▶ ЗАДАНИЕ 1: Измените записи со строки, содержащей "Where can you spot the car rear bumper", до конца записей включительно, заменив "photo" на "image", а все остальное оставив без изменений.

▶ ТЕКСТ СТРАНИЦЫ:
--------------------------------------------------
Разрыв франко-русского союза - страница 57

стр.

“Вслед за тем, – рассказывает офицер в своем донесении царю, – Наполеон спросил меня, с тем откровенным и добродушным видом, который знаком Вашему Императорскому Величеству; “Скажите мне откровенно, серьезно ли думают император Александр и граф Румянцев, что я желаю “восстановить Польшу?”, Я ответил, что не могу доподлинно сказать, предполагает ли Ваше Величество в нем такое намерение, но, что все, что происходит в герцогстве Варшавском со времени кампании 1809 г., имеет такой вид, что причиняет вам беспокойство. Беря меня снова за ухо, он сказал. что непременно хочет знать, что я сам думаю об этом, прибавив: “Не правда ли, вы думаете, что я жду только “окончания моих дел в Испании, чтобы выполнить это намерение?”. Я ответил, что я слишком молод и неопытен, чтобы иметь личное мнение, да к тому же мой долг смотреть на все глазами императора, моего государя. Все настойчивее требуя ответа, Наполеон все время забавлялся тем, что, смеясь, сильно драл меня за ухо, уверяя, что не выпустит уха, пока я не исполню его желания. Эта шутка начала надоедать мне, ибо причиняла мне боль, и я сказал ему: “Хорошо, Государь! Так как Ваше Величество непременно желает получить ответ, скажу вам, что я не в силах решить, будет ли осуществление такого намерения в ваших интересах; но не задумаюсь предположить, что, невзирая на ваш союз с Россией, восстановление Польши при условии, когда это покажется вам выгодным и у вас не будет других войн – одна из ваших затаенных мыслей”.
--------------------------------------------------
▶ ЗАДАНИЕ 2: С какой кампании, согласно тексту страницы, происходящее в герцогстве Варшавском вызывает беспокойство?

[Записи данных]
--------------------------------------------------
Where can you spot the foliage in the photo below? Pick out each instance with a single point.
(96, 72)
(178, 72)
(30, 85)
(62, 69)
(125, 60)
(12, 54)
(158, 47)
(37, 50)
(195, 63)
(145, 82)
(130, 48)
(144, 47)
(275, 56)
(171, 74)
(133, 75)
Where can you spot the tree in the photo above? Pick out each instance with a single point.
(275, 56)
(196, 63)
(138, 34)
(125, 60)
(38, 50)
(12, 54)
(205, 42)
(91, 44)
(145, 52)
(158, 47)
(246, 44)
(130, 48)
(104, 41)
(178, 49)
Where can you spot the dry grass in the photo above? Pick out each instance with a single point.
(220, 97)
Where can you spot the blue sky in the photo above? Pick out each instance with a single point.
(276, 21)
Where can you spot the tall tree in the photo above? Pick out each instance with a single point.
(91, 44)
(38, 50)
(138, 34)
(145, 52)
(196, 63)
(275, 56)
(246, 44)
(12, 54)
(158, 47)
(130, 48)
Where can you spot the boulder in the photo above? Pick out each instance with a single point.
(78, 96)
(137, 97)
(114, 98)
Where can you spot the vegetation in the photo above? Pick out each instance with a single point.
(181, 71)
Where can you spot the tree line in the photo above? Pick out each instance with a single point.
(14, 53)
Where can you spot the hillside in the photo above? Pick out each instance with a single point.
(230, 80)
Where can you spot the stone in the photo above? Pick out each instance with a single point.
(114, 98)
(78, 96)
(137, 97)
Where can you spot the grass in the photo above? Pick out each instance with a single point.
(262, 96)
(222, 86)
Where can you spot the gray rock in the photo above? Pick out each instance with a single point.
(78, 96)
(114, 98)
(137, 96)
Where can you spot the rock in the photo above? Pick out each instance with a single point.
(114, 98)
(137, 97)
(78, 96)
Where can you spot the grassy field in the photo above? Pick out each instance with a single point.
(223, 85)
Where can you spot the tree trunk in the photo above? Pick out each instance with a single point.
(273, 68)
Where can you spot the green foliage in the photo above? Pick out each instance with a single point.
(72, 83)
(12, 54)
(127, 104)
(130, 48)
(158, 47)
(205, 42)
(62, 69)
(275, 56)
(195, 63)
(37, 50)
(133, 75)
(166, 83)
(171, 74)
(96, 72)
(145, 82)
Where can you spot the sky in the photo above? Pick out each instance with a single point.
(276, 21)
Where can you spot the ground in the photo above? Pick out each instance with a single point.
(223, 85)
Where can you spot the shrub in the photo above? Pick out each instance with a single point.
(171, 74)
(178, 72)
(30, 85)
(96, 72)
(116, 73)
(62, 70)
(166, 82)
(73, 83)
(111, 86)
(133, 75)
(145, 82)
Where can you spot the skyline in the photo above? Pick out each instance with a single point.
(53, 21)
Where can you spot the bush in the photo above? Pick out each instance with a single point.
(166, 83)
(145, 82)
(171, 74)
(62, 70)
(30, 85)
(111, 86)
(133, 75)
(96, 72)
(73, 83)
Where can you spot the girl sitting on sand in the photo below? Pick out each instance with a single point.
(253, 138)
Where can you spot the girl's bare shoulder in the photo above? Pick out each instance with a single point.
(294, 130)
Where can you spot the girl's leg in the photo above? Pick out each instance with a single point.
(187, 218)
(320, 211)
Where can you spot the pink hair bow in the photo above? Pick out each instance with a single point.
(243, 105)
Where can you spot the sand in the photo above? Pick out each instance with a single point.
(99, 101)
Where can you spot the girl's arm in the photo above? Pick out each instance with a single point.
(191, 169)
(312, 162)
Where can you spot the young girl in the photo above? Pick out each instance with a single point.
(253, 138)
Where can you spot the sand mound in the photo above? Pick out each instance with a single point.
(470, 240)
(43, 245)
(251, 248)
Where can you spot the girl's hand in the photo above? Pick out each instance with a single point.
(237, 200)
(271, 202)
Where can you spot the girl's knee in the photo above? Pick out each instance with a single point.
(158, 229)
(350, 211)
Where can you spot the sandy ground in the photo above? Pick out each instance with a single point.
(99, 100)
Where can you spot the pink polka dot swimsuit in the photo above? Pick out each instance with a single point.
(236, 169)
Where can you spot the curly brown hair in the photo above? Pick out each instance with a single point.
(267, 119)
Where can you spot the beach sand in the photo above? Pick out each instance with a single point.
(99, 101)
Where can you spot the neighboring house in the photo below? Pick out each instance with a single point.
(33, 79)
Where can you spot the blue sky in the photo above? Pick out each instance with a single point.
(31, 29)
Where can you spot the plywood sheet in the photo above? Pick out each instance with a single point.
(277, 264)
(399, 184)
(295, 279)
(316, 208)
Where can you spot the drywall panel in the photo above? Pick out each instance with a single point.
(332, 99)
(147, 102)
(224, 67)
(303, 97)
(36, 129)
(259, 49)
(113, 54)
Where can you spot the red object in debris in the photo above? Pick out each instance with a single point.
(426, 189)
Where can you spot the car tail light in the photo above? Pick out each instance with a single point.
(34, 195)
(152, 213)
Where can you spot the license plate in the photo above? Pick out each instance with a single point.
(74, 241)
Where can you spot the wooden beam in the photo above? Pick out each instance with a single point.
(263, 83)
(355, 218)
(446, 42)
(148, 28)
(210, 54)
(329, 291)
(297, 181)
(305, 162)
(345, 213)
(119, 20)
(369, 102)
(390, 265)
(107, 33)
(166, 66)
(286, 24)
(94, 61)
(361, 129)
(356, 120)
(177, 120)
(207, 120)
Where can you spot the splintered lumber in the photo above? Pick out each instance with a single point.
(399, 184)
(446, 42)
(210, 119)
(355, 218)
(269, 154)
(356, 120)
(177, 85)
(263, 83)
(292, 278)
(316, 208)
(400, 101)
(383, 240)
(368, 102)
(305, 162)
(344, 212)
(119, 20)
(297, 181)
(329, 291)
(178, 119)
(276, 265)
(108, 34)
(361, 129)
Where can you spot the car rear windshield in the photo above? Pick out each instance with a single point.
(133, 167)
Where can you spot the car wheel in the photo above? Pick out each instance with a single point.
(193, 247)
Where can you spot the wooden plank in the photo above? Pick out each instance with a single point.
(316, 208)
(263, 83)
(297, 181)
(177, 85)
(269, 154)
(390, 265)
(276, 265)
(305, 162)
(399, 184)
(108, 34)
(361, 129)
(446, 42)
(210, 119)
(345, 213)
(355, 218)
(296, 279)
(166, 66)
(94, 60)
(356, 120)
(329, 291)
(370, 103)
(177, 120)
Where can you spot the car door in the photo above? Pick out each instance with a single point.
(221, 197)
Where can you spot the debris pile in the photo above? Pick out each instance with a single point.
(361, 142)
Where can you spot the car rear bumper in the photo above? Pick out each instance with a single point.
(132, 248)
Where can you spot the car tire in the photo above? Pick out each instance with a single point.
--------------------------------------------------
▶ ПОЛНЫЙ ОТВЕТ 1:
Where can you spot the car rear bumper in the image above? Pick out each instance with a single point.
(132, 248)
Where can you spot the car tire in the image above? Pick out each instance with a single point.

▶ ПОЛНЫЙ ОТВЕТ 2: С кампании 1809 года.